§ **Task directions**
Rewrite all of the data below as a Markdown table with the columns "Row" and "Line," one numbered row per line, and omit blank lines and the pictures.

(Photo-based point labeling data)
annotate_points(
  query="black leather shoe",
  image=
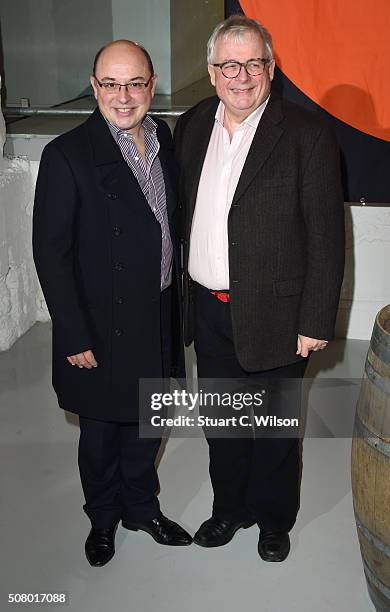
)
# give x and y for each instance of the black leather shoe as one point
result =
(274, 545)
(162, 530)
(100, 546)
(217, 531)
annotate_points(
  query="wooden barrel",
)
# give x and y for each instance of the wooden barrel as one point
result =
(371, 464)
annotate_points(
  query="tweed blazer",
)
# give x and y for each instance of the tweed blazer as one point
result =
(285, 230)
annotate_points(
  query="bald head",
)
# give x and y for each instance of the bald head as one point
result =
(117, 52)
(124, 84)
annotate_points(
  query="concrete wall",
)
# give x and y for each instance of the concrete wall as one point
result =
(147, 22)
(191, 27)
(366, 287)
(49, 46)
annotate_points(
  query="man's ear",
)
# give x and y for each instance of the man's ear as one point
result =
(211, 71)
(93, 85)
(154, 84)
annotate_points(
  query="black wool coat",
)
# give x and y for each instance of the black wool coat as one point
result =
(97, 250)
(285, 230)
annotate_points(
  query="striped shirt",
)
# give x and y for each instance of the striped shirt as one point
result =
(149, 175)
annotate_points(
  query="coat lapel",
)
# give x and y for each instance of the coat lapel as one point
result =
(267, 135)
(115, 177)
(165, 158)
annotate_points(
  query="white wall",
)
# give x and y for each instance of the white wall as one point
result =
(49, 46)
(191, 27)
(147, 22)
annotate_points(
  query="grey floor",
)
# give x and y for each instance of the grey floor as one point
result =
(43, 527)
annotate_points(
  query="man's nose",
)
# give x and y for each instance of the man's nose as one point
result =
(242, 75)
(124, 95)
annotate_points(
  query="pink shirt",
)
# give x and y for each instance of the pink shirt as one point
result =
(208, 259)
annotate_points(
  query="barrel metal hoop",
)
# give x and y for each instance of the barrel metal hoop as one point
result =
(370, 537)
(372, 440)
(375, 581)
(376, 378)
(380, 345)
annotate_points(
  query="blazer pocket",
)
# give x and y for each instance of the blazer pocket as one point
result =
(289, 286)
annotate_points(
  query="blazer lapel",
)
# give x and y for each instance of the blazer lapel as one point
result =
(199, 143)
(267, 135)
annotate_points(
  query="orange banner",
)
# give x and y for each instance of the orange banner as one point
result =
(337, 52)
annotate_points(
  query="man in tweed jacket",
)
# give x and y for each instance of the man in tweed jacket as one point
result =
(263, 265)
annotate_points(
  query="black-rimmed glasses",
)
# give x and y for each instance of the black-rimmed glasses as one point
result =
(232, 68)
(133, 86)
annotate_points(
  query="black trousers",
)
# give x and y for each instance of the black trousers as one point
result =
(117, 468)
(252, 477)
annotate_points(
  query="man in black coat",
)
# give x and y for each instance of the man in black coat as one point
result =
(107, 259)
(263, 265)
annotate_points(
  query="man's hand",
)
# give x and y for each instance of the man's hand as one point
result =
(305, 345)
(83, 360)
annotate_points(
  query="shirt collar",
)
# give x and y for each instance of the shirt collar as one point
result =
(252, 120)
(148, 124)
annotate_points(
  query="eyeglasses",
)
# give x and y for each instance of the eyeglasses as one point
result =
(232, 68)
(114, 87)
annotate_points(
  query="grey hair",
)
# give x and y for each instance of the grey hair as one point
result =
(236, 26)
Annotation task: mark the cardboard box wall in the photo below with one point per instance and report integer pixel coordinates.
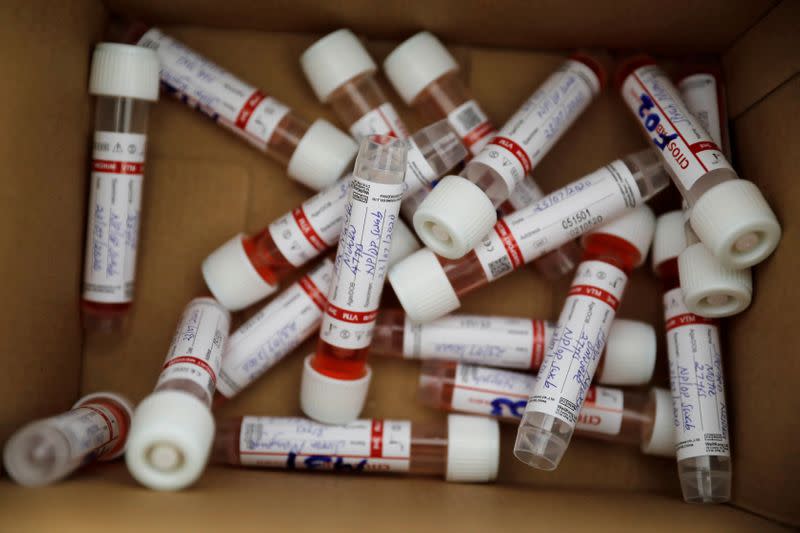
(203, 185)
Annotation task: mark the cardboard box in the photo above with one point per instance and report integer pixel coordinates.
(203, 185)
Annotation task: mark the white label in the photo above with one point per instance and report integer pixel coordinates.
(569, 212)
(196, 350)
(298, 443)
(361, 262)
(539, 123)
(307, 231)
(480, 340)
(272, 333)
(383, 120)
(204, 86)
(113, 225)
(686, 147)
(696, 380)
(580, 337)
(472, 125)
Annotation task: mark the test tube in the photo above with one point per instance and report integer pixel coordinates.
(464, 449)
(46, 451)
(460, 211)
(172, 429)
(336, 378)
(247, 269)
(627, 417)
(508, 342)
(315, 155)
(612, 252)
(125, 80)
(342, 74)
(729, 214)
(429, 286)
(696, 378)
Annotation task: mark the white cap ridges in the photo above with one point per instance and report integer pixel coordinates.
(124, 70)
(323, 154)
(473, 448)
(329, 400)
(711, 289)
(630, 355)
(670, 238)
(736, 224)
(636, 227)
(662, 440)
(232, 278)
(422, 287)
(415, 63)
(454, 217)
(333, 60)
(404, 243)
(170, 440)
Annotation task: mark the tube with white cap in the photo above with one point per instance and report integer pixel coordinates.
(172, 429)
(464, 449)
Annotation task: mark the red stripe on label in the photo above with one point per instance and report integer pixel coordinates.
(596, 293)
(688, 319)
(188, 359)
(515, 149)
(305, 226)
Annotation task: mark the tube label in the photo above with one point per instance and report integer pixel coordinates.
(569, 212)
(299, 443)
(578, 342)
(383, 120)
(687, 148)
(272, 333)
(112, 231)
(696, 379)
(213, 91)
(540, 122)
(480, 340)
(196, 351)
(362, 259)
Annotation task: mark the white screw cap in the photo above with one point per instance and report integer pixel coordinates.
(736, 224)
(422, 287)
(711, 289)
(170, 440)
(333, 60)
(454, 217)
(473, 448)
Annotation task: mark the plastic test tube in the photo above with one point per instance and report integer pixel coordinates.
(336, 378)
(125, 80)
(172, 429)
(460, 211)
(429, 286)
(247, 269)
(45, 451)
(612, 252)
(628, 417)
(730, 215)
(316, 155)
(696, 379)
(508, 342)
(342, 74)
(464, 449)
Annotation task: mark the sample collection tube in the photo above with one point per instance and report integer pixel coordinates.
(429, 286)
(172, 429)
(612, 252)
(729, 215)
(696, 378)
(464, 449)
(45, 451)
(125, 80)
(628, 417)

§ **Exercise solution**
| Row | Line |
|---|---|
| 1 | annotate_points( |
| 2 |   query="black leather shoe", |
| 3 |   image= |
| 4 | ) |
| 5 | # give x and y for each instance of the black leather shoe as one point |
| 6 | result = |
| 7 | (274, 545) |
| 8 | (162, 530) |
| 9 | (100, 546) |
| 10 | (217, 531) |
| 11 | annotate_points( |
| 12 |   query="wooden barrel", |
| 13 | ) |
| 14 | # give x and y for each instance of the wooden barrel as one point |
| 15 | result = |
| 16 | (371, 464) |
| 17 | annotate_points( |
| 18 |   query="tweed blazer", |
| 19 | ) |
| 20 | # give x and y for each instance of the tweed blazer as one point |
| 21 | result = |
| 22 | (285, 230) |
| 23 | annotate_points( |
| 24 |   query="bald head", |
| 25 | ) |
| 26 | # give x and y for each instance of the bald head as one point |
| 27 | result = |
| 28 | (117, 52) |
| 29 | (124, 84) |
| 30 | annotate_points( |
| 31 |   query="concrete wall", |
| 32 | ) |
| 33 | # give x and y for each instance of the concrete wall as one point |
| 34 | result = |
| 35 | (147, 22) |
| 36 | (191, 27) |
| 37 | (366, 287) |
| 38 | (49, 46) |
| 39 | annotate_points( |
| 40 |   query="man's ear", |
| 41 | ) |
| 42 | # give x and y for each instance of the man's ear as one point |
| 43 | result = |
| 44 | (211, 71) |
| 45 | (93, 85) |
| 46 | (154, 84) |
| 47 | annotate_points( |
| 48 |   query="black wool coat", |
| 49 | ) |
| 50 | # give x and y for each instance of the black wool coat as one point |
| 51 | result = |
| 52 | (97, 250) |
| 53 | (285, 230) |
| 54 | annotate_points( |
| 55 |   query="striped shirt", |
| 56 | ) |
| 57 | # give x and y for each instance of the striped shirt as one point |
| 58 | result = |
| 59 | (149, 175) |
| 60 | annotate_points( |
| 61 |   query="coat lapel", |
| 62 | ) |
| 63 | # give x and y for each instance of the coat lapel as one point |
| 64 | result = |
| 65 | (267, 135) |
| 66 | (115, 177) |
| 67 | (165, 158) |
| 68 | annotate_points( |
| 69 |   query="white wall", |
| 70 | ) |
| 71 | # give x and y for each instance of the white wall as one point |
| 72 | result = |
| 73 | (49, 46) |
| 74 | (191, 27) |
| 75 | (147, 22) |
| 76 | annotate_points( |
| 77 |   query="grey floor", |
| 78 | ) |
| 79 | # give x and y for each instance of the grey floor as one point |
| 80 | result = |
| 81 | (43, 527) |
| 82 | annotate_points( |
| 83 |   query="man's nose", |
| 84 | ) |
| 85 | # give x and y for each instance of the man's nose as one point |
| 86 | result = |
| 87 | (242, 75) |
| 88 | (124, 95) |
| 89 | annotate_points( |
| 90 |   query="pink shirt", |
| 91 | ) |
| 92 | # give x and y for each instance of the pink shirt as one point |
| 93 | result = |
| 94 | (208, 259) |
| 95 | annotate_points( |
| 96 |   query="barrel metal hoop", |
| 97 | ) |
| 98 | # give x and y for each instance of the barrel metal hoop as one point |
| 99 | result = |
| 100 | (370, 537) |
| 101 | (372, 440) |
| 102 | (375, 581) |
| 103 | (376, 378) |
| 104 | (380, 345) |
| 105 | annotate_points( |
| 106 |   query="blazer pocket", |
| 107 | ) |
| 108 | # give x and y for each instance of the blazer pocket as one point |
| 109 | result = |
| 110 | (289, 286) |
| 111 | annotate_points( |
| 112 |   query="blazer lapel", |
| 113 | ) |
| 114 | # give x and y for each instance of the blazer lapel as one point |
| 115 | result = |
| 116 | (199, 143) |
| 117 | (267, 135) |
| 118 | annotate_points( |
| 119 |   query="orange banner", |
| 120 | ) |
| 121 | # give x and y for each instance of the orange banner as one point |
| 122 | result = |
| 123 | (337, 52) |
| 124 | annotate_points( |
| 125 |   query="man in tweed jacket", |
| 126 | ) |
| 127 | # give x and y for each instance of the man in tweed jacket as one point |
| 128 | result = |
| 129 | (263, 265) |
| 130 | annotate_points( |
| 131 |   query="black-rimmed glasses", |
| 132 | ) |
| 133 | # give x and y for each instance of the black-rimmed glasses as one point |
| 134 | result = |
| 135 | (232, 68) |
| 136 | (133, 86) |
| 137 | annotate_points( |
| 138 |   query="black trousers", |
| 139 | ) |
| 140 | # give x and y for each instance of the black trousers as one point |
| 141 | result = |
| 142 | (117, 468) |
| 143 | (252, 477) |
| 144 | annotate_points( |
| 145 |   query="man in black coat", |
| 146 | ) |
| 147 | # give x and y for each instance of the man in black coat as one point |
| 148 | result = |
| 149 | (107, 259) |
| 150 | (263, 265) |
| 151 | annotate_points( |
| 152 |   query="man's hand", |
| 153 | ) |
| 154 | # give x and y for each instance of the man's hand as one point |
| 155 | result = |
| 156 | (305, 345) |
| 157 | (83, 360) |
| 158 | annotate_points( |
| 159 |   query="shirt collar", |
| 160 | ) |
| 161 | # give x and y for each instance of the shirt collar as one point |
| 162 | result = |
| 163 | (252, 120) |
| 164 | (148, 124) |
| 165 | annotate_points( |
| 166 |   query="eyeglasses", |
| 167 | ) |
| 168 | # give x and y for each instance of the eyeglasses as one point |
| 169 | result = |
| 170 | (232, 68) |
| 171 | (114, 87) |
| 172 | annotate_points( |
| 173 |   query="grey hair", |
| 174 | ) |
| 175 | # give x and y for each instance of the grey hair as one point |
| 176 | result = |
| 177 | (236, 26) |
| 178 | Annotation task: mark the cardboard box wall in the photo below with one point per instance and report integer pixel coordinates. |
| 179 | (203, 185) |
| 180 | Annotation task: mark the cardboard box in the photo above with one point per instance and report integer pixel coordinates. |
| 181 | (203, 185) |
| 182 | Annotation task: mark the white label in the photo above with one point per instance and report integer pixel coordinates. |
| 183 | (569, 212) |
| 184 | (196, 350) |
| 185 | (298, 443) |
| 186 | (361, 262) |
| 187 | (539, 123) |
| 188 | (307, 231) |
| 189 | (480, 340) |
| 190 | (272, 333) |
| 191 | (383, 120) |
| 192 | (204, 86) |
| 193 | (113, 225) |
| 194 | (686, 147) |
| 195 | (696, 380) |
| 196 | (580, 337) |
| 197 | (472, 125) |
| 198 | Annotation task: mark the test tube in the photo above with one point per instance and report integer pixel coordinates. |
| 199 | (464, 449) |
| 200 | (46, 451) |
| 201 | (460, 211) |
| 202 | (172, 429) |
| 203 | (336, 378) |
| 204 | (247, 269) |
| 205 | (627, 417) |
| 206 | (508, 342) |
| 207 | (315, 155) |
| 208 | (612, 252) |
| 209 | (125, 80) |
| 210 | (342, 74) |
| 211 | (729, 214) |
| 212 | (429, 286) |
| 213 | (696, 378) |
| 214 | Annotation task: mark the white cap ridges in the photo above with one point per instance and report integer pixel coordinates. |
| 215 | (124, 70) |
| 216 | (323, 154) |
| 217 | (473, 448) |
| 218 | (329, 400) |
| 219 | (711, 289) |
| 220 | (630, 355) |
| 221 | (670, 238) |
| 222 | (736, 224) |
| 223 | (636, 227) |
| 224 | (662, 440) |
| 225 | (232, 278) |
| 226 | (422, 287) |
| 227 | (415, 63) |
| 228 | (454, 217) |
| 229 | (333, 60) |
| 230 | (404, 243) |
| 231 | (170, 440) |
| 232 | Annotation task: mark the tube with white cap in the photo above with one point per instance and report integer pixel coordinates. |
| 233 | (172, 429) |
| 234 | (464, 449) |
| 235 | Annotation task: mark the red stripe on label in the photo above with one point per instance and report integer pixel coordinates. |
| 236 | (596, 293) |
| 237 | (688, 319) |
| 238 | (188, 359) |
| 239 | (515, 149) |
| 240 | (305, 226) |
| 241 | Annotation task: mark the tube label in the photo above with one point per instance and report integer pixel coordinates. |
| 242 | (569, 212) |
| 243 | (299, 443) |
| 244 | (578, 342) |
| 245 | (383, 120) |
| 246 | (687, 148) |
| 247 | (272, 333) |
| 248 | (112, 231) |
| 249 | (696, 379) |
| 250 | (213, 91) |
| 251 | (540, 122) |
| 252 | (480, 340) |
| 253 | (196, 351) |
| 254 | (362, 259) |
| 255 | Annotation task: mark the white screw cap in the photo above with one point per instance and report integer pixel coordinates. |
| 256 | (736, 224) |
| 257 | (422, 287) |
| 258 | (711, 289) |
| 259 | (170, 440) |
| 260 | (333, 60) |
| 261 | (454, 217) |
| 262 | (473, 448) |
| 263 | Annotation task: mark the plastic test tube in the photo above with one point per instance and report integer pixel coordinates. |
| 264 | (336, 378) |
| 265 | (125, 80) |
| 266 | (172, 429) |
| 267 | (460, 211) |
| 268 | (429, 286) |
| 269 | (247, 269) |
| 270 | (45, 451) |
| 271 | (612, 252) |
| 272 | (628, 417) |
| 273 | (730, 215) |
| 274 | (316, 155) |
| 275 | (696, 379) |
| 276 | (508, 342) |
| 277 | (342, 74) |
| 278 | (464, 449) |
| 279 | Annotation task: mark the sample collection tube in the photo above with one point per instance and report integer pixel coordinates. |
| 280 | (429, 286) |
| 281 | (172, 429) |
| 282 | (612, 252) |
| 283 | (729, 215) |
| 284 | (696, 378) |
| 285 | (464, 449) |
| 286 | (45, 451) |
| 287 | (125, 80) |
| 288 | (628, 417) |